* [What to do]:
Repeat the lines that follow, leaving nothing out.

* [Stored rows]:
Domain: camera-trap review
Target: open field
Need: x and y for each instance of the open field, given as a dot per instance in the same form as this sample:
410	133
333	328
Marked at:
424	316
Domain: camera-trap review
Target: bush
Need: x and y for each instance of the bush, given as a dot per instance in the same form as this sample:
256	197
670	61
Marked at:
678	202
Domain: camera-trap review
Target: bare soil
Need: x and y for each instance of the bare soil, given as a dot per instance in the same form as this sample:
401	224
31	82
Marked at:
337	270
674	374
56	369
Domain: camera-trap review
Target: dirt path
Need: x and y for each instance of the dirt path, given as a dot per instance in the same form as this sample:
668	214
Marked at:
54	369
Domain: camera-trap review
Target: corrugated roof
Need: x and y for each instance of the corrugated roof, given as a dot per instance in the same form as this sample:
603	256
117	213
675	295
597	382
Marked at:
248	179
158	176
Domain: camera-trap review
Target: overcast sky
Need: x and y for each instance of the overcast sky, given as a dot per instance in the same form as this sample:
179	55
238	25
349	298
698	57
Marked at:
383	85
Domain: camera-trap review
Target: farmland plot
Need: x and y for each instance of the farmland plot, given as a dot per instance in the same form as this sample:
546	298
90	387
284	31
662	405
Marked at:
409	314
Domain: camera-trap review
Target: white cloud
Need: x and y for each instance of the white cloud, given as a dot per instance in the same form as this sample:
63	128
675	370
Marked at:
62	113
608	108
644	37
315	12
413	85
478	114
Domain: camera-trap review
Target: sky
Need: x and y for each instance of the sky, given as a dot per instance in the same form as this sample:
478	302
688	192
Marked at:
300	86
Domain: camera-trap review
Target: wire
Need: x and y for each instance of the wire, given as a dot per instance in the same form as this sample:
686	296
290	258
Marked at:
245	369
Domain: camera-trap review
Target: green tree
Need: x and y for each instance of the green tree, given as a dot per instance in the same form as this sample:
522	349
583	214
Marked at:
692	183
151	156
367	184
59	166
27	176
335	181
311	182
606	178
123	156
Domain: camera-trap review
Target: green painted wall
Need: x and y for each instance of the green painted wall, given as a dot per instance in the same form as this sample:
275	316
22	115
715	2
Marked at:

* [Expected answer]:
Domain: camera-trap review
Target: open field
Need: x and y for each instance of the open field, given as a dot per instance in the same form as this sample:
410	133
333	328
Marked at:
424	316
Domain: camera-trap review
Target: bush
Need: x and y for each instance of the bush, given as a dot per instance in the same form as this sample:
256	197
670	61
Marked at:
678	202
Domain: camera-trap review
Target: bare soil
Need: x and y for each instance of the bare soil, given as a dot per instance in the same form as this sample:
401	224
31	82
Marked at:
337	270
674	374
56	369
Domain: camera-trap review
Target: dirt path
Need: x and y for each instance of the dirt path, given as a dot per instance in the same form as this sample:
668	214
Marked at:
54	369
Domain: camera-trap review
Target: corrugated roof
Need: x and y for each instance of the corrugated roof, given as a dot per instance in the same form as this sample:
603	256
117	213
675	295
597	382
Marked at:
248	179
158	176
Domain: camera-trap review
Target: overcast sky
Need: x and y for each instance of the overcast sky, given as a dot per instance in the same form as this sample:
179	55
238	25
349	298
698	57
Marked at:
383	85
Domain: camera-trap review
Target: farmland plot
Need: x and y for each instance of the farmland plot, given as a dot per instance in the same form as this sample:
546	298
90	387
284	31
662	405
Marked at:
409	314
Domain: camera-trap review
Target: white cloud
Need: x and y for each instance of the white cloud, given as a dot per instance in the same form as this sample:
63	128
675	370
Marked at:
62	113
608	108
644	37
315	12
413	85
478	114
Domain: camera-trap review
Target: sky
Need: x and y for each instance of the sky, given as a dot per instance in the same form as this sample:
478	302
688	192
Marked at:
300	86
Domain: camera-trap review
Target: wire
Need: x and y for each instance of the wire, given as a dot per instance in the same form as this sample:
686	296
290	258
Marked at:
245	369
Domain: camera-trap review
Target: green tree
Need: x and y for each instance of the green tree, given as a dot per instance in the same form as this sample:
522	349
583	214
Marked at:
692	183
151	156
367	184
59	166
27	176
335	181
311	182
606	178
123	156
Domain: camera-trap review
Target: green painted wall
Need: x and y for each instance of the green painted wall, given as a dot per instance in the same form as this sample:
275	316
22	115
715	2
Marked at:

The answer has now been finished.